### Text under study ###

Here Are 23 Outstanding Museum Shows Across the US You Won’t Want to Miss This Fall
It’s back to school time in the art world. With September
officially upon us, a crush of big shows is set to open at museums
across the country.
There’s a lot to keep track of, so we’ve picked out some
highlights to look for in the next two months, from Boston and DC
to Denver and Portland. Enjoy!
“Theaster Gates: Assembly Hall”
at the Walker Art Center, Minneapolis
September 5, 2019–January 12, 2020

Selections from Theaster Gates’s Johnson
Publishing Company Collection and artwork in the Stony Island Arts
Bank, Chicago. Photo by David Sampson, courtesy the artist and
Rebuild Foundation.
Preserving the history of Chicago’s historically African
American South Side has become an important part of Theaster
Gates’s practice as artist. At the Walker, he’ll present selections
from collections he’s acquired from the University of Chicago Glass
Lantern Slides Collection, the Johnson Publishing Company
Collection, and the Ana J. and Edward J. Williams Collection of
“negrobilia.” Gates will create four immersive installations in the
galleries, helping bring these old objects back to life.
The Walker is located at 725 Vineland Place, Minneapolis,
Minnesota; general admission is $15.
“Susan Philipsz: Seven Tears”
at the Pulitzer Arts Foundation, St. Louis
September
6, 2019–February 2, 2020

Susan Philipsz, Seven Tears
(2016). Courtesy of the artist and Tanya Bonakdar Gallery,
NYC/LA.

### Dataset entries ###

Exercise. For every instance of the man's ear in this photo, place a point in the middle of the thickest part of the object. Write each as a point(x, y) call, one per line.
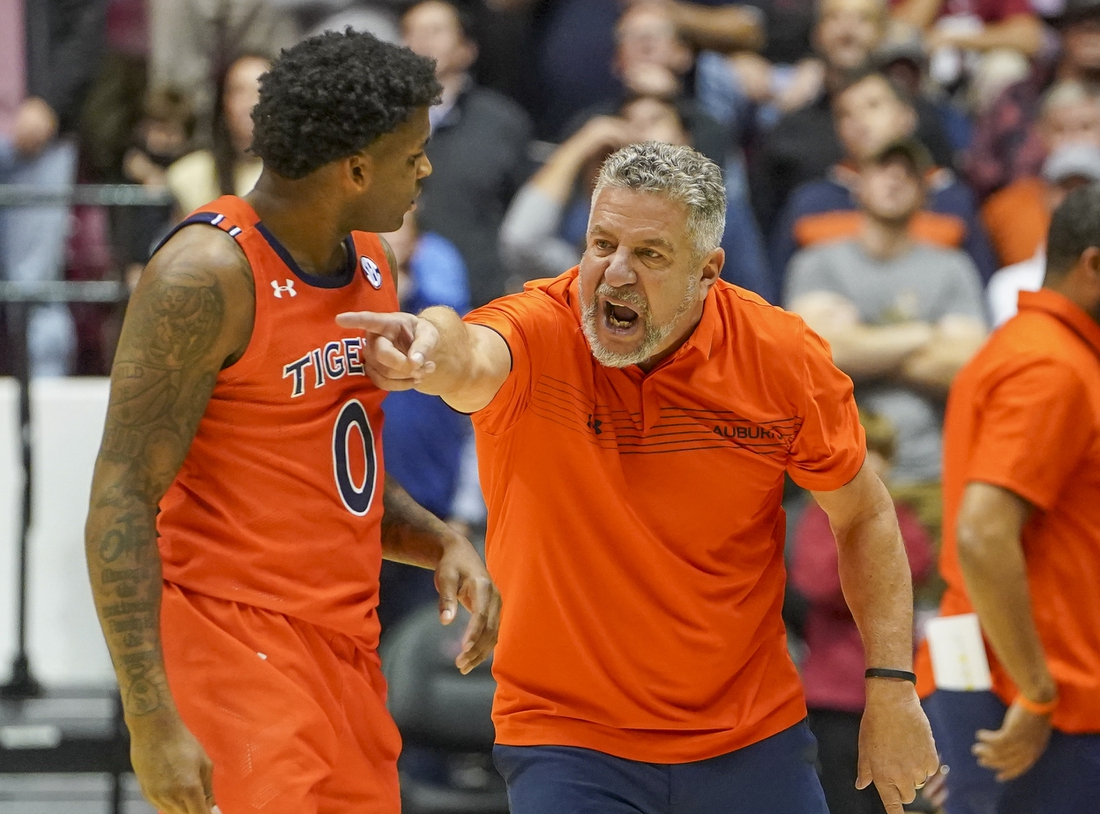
point(359, 171)
point(1090, 264)
point(712, 267)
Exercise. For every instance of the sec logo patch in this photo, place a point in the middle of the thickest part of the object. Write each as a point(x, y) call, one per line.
point(371, 272)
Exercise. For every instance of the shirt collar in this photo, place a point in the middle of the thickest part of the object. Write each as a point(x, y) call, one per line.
point(1066, 311)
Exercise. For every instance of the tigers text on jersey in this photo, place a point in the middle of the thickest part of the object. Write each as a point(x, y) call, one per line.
point(278, 503)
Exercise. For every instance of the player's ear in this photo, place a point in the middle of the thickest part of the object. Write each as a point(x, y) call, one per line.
point(712, 267)
point(359, 169)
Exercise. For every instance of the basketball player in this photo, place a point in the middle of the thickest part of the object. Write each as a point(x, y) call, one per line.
point(240, 507)
point(635, 418)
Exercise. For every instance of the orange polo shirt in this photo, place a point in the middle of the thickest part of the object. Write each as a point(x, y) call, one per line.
point(1024, 415)
point(635, 526)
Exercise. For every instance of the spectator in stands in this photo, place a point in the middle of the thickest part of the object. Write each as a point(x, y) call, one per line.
point(190, 40)
point(48, 54)
point(902, 316)
point(543, 232)
point(161, 138)
point(228, 167)
point(655, 59)
point(871, 111)
point(833, 671)
point(656, 55)
point(1007, 144)
point(1018, 216)
point(1068, 167)
point(422, 437)
point(902, 56)
point(575, 46)
point(804, 144)
point(987, 43)
point(477, 149)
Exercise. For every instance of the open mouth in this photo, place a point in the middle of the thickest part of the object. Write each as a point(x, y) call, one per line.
point(619, 318)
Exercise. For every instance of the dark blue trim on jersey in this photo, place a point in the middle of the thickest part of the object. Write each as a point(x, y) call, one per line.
point(211, 219)
point(318, 281)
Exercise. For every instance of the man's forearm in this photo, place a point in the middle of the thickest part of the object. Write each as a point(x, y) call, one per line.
point(124, 567)
point(878, 585)
point(867, 351)
point(992, 562)
point(935, 365)
point(410, 534)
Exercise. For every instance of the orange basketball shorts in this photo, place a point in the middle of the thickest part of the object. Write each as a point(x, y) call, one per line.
point(293, 715)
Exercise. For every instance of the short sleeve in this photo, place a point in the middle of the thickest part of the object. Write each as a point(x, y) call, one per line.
point(1031, 408)
point(528, 323)
point(807, 273)
point(829, 447)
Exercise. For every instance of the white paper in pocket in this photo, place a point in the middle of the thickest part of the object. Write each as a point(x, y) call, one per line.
point(958, 655)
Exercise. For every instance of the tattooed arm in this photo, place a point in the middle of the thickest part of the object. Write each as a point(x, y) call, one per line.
point(414, 536)
point(190, 315)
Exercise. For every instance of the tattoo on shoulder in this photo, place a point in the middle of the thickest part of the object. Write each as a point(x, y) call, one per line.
point(156, 388)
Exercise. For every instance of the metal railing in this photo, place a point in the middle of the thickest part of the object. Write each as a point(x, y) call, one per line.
point(18, 299)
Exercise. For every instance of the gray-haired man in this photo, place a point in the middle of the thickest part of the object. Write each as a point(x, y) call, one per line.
point(635, 418)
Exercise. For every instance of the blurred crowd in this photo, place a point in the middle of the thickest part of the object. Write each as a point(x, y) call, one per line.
point(890, 166)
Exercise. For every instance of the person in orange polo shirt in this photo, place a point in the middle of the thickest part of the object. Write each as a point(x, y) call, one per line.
point(635, 419)
point(1022, 543)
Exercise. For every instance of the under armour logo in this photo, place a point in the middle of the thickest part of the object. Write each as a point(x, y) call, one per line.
point(288, 288)
point(371, 272)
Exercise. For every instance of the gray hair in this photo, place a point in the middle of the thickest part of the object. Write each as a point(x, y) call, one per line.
point(680, 174)
point(1067, 94)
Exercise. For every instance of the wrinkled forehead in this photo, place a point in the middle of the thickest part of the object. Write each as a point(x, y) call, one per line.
point(630, 216)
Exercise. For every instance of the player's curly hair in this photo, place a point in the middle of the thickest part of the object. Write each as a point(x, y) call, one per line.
point(332, 95)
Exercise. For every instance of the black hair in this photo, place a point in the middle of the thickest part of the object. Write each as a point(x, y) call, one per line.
point(1075, 227)
point(856, 76)
point(332, 95)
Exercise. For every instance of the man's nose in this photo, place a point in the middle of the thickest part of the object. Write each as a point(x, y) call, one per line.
point(619, 272)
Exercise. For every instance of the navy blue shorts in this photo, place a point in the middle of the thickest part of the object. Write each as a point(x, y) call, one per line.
point(774, 776)
point(1065, 780)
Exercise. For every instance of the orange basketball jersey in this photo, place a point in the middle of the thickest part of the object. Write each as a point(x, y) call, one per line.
point(278, 504)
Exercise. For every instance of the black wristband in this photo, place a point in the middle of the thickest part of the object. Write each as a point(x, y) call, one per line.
point(884, 672)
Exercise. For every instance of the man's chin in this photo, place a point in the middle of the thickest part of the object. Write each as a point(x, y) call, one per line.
point(617, 354)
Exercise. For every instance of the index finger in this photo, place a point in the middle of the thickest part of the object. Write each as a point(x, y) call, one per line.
point(479, 613)
point(425, 340)
point(891, 799)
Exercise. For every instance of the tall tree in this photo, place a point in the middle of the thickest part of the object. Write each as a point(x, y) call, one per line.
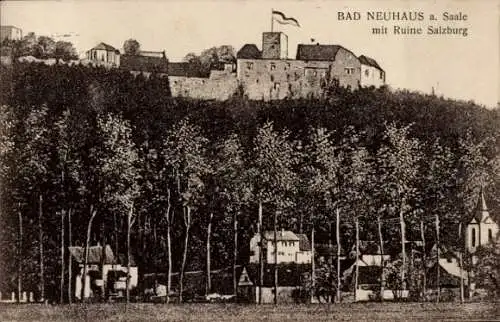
point(185, 153)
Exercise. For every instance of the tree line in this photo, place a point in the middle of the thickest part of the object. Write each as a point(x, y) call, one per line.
point(92, 155)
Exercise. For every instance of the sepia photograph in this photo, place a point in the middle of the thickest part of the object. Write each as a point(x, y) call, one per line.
point(241, 160)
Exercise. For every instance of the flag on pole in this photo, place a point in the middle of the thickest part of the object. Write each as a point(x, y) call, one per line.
point(281, 18)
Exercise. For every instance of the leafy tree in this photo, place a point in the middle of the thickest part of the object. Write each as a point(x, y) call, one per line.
point(185, 154)
point(398, 162)
point(131, 47)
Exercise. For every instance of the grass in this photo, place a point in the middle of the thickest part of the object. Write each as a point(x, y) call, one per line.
point(235, 312)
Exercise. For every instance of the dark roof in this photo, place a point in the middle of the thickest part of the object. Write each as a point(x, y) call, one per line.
point(103, 46)
point(280, 235)
point(95, 254)
point(317, 52)
point(249, 51)
point(369, 61)
point(144, 63)
point(304, 244)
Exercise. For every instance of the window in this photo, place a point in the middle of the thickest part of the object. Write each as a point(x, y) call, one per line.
point(349, 70)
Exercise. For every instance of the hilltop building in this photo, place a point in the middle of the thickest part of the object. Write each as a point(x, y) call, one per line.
point(481, 228)
point(270, 74)
point(10, 33)
point(104, 54)
point(291, 248)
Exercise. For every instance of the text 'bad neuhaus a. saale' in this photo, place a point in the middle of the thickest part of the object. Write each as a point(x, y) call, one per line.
point(410, 22)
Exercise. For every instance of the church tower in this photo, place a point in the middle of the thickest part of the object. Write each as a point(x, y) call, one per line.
point(481, 229)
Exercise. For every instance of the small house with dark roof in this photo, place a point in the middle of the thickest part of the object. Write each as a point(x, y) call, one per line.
point(371, 72)
point(104, 272)
point(145, 64)
point(481, 228)
point(104, 54)
point(291, 248)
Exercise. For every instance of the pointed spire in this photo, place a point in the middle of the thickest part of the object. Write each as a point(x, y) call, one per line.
point(481, 212)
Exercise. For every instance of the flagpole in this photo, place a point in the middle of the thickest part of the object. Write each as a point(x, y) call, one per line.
point(272, 19)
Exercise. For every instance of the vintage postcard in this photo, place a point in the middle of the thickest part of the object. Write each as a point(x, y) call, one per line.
point(250, 160)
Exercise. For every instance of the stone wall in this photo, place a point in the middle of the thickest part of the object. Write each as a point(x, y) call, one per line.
point(219, 86)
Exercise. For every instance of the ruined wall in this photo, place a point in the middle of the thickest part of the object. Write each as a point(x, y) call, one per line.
point(220, 85)
point(267, 79)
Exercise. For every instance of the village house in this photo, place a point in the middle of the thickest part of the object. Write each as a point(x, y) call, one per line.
point(270, 74)
point(104, 55)
point(371, 73)
point(146, 63)
point(10, 33)
point(104, 271)
point(291, 248)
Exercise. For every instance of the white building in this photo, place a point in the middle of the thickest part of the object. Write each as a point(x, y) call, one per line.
point(104, 54)
point(481, 229)
point(291, 247)
point(371, 72)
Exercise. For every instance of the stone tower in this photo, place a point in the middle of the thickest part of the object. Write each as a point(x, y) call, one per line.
point(274, 45)
point(481, 229)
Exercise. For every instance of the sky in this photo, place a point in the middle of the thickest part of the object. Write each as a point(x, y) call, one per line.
point(458, 67)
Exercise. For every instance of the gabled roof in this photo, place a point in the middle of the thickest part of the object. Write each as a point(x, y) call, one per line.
point(304, 244)
point(104, 46)
point(317, 52)
point(365, 60)
point(95, 255)
point(281, 235)
point(249, 51)
point(144, 63)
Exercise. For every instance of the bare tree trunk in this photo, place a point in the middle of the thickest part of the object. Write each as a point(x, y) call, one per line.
point(209, 277)
point(129, 223)
point(275, 237)
point(61, 291)
point(338, 254)
point(357, 258)
point(460, 259)
point(403, 247)
point(20, 256)
point(187, 221)
point(70, 261)
point(382, 264)
point(313, 275)
point(93, 213)
point(424, 259)
point(261, 254)
point(169, 247)
point(40, 248)
point(438, 277)
point(235, 253)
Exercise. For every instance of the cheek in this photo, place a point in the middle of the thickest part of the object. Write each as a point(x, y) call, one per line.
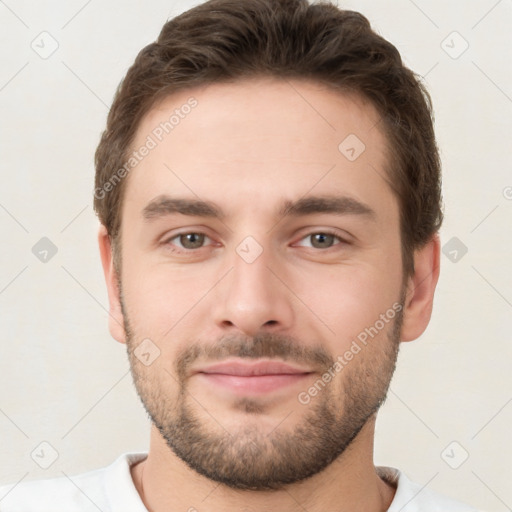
point(349, 299)
point(161, 299)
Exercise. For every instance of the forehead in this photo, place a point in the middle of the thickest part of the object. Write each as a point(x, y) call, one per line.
point(252, 143)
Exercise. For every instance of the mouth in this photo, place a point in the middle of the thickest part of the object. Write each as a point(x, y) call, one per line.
point(254, 378)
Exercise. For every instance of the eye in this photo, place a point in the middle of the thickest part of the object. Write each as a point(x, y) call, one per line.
point(321, 240)
point(188, 241)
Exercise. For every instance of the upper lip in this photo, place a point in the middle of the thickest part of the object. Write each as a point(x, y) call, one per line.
point(246, 368)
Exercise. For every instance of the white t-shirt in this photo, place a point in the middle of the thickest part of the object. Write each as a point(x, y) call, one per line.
point(111, 489)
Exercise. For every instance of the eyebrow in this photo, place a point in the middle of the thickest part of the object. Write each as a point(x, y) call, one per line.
point(164, 205)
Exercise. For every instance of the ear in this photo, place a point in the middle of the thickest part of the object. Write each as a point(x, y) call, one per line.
point(116, 323)
point(420, 290)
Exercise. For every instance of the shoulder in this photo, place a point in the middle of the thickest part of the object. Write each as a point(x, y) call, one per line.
point(92, 491)
point(412, 497)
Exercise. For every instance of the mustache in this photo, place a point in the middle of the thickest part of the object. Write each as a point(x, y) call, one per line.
point(262, 345)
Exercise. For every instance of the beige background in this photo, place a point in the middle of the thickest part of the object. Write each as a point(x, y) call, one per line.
point(66, 382)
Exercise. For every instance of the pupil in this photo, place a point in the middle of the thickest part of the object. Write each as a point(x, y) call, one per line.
point(192, 240)
point(322, 239)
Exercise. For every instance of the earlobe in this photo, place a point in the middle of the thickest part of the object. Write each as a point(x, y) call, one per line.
point(116, 321)
point(420, 290)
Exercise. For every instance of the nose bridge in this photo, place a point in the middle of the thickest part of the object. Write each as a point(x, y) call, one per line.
point(252, 298)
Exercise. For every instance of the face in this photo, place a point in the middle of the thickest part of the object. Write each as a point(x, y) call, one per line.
point(261, 283)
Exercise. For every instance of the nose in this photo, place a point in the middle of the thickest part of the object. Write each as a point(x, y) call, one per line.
point(253, 297)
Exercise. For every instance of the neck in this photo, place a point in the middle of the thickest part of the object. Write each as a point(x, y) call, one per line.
point(350, 483)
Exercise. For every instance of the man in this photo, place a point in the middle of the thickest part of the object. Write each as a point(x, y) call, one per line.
point(268, 187)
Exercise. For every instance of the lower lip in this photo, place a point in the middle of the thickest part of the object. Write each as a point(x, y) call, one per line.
point(254, 384)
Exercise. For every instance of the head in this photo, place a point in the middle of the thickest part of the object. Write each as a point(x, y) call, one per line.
point(285, 207)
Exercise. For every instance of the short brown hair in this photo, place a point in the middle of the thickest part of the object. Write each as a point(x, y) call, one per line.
point(228, 40)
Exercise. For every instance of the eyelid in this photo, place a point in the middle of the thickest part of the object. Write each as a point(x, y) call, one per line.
point(335, 234)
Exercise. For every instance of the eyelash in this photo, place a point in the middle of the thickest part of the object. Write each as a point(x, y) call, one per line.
point(322, 232)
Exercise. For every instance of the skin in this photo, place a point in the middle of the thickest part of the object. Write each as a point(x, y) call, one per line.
point(247, 147)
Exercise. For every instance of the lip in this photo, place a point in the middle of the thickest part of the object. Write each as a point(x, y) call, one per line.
point(255, 378)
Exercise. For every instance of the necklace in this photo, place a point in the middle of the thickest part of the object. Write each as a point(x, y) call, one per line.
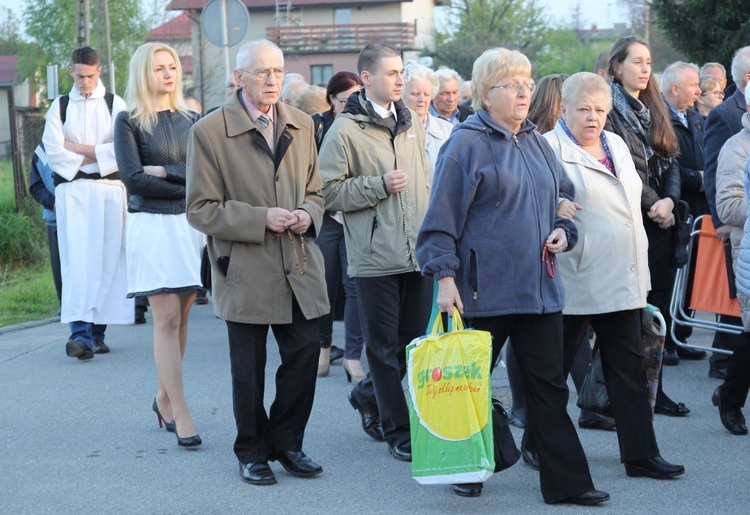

###

## Task set:
(a) Decide whether each statement agrees with the article on fall museum shows, answering yes or no and quoting the deciding words: (i) the Theaster Gates show at the Walker Art Center runs from September 5, 2019, to January 12, 2020; (ii) general admission at the Walker is $20; (iii) Gates will create three immersive installations in the galleries.
(b) Transcribe the article on fall museum shows from "Selections from Theaster" up to and including "admission is $15.".
Rely solely on the article on fall museum shows and on nothing else.

## Solutions to the exercise:
(a)
(i) Yes: "September 5, 2019–January 12, 2020"
(ii) No: "general admission is $15"
(iii) No: "Gates will create four immersive installations in the galleries"

(b)
Selections from Theaster Gates’s Johnson
Publishing Company Collection and artwork in the Stony Island Arts
Bank, Chicago. Photo by David Sampson, courtesy the artist and
Rebuild Foundation.
Preserving the history of Chicago’s historically African
American South Side has become an important part of Theaster
Gates’s practice as artist. At the Walker, he’ll present selections
from collections he’s acquired from the University of Chicago Glass
Lantern Slides Collection, the Johnson Publishing Company
Collection, and the Ana J. and Edward J. Williams Collection of
“negrobilia.” Gates will create four immersive installations in the
galleries, helping bring these old objects back to life.
The Walker is located at 725 Vineland Place, Minneapolis,
Minnesota; general admission is $15.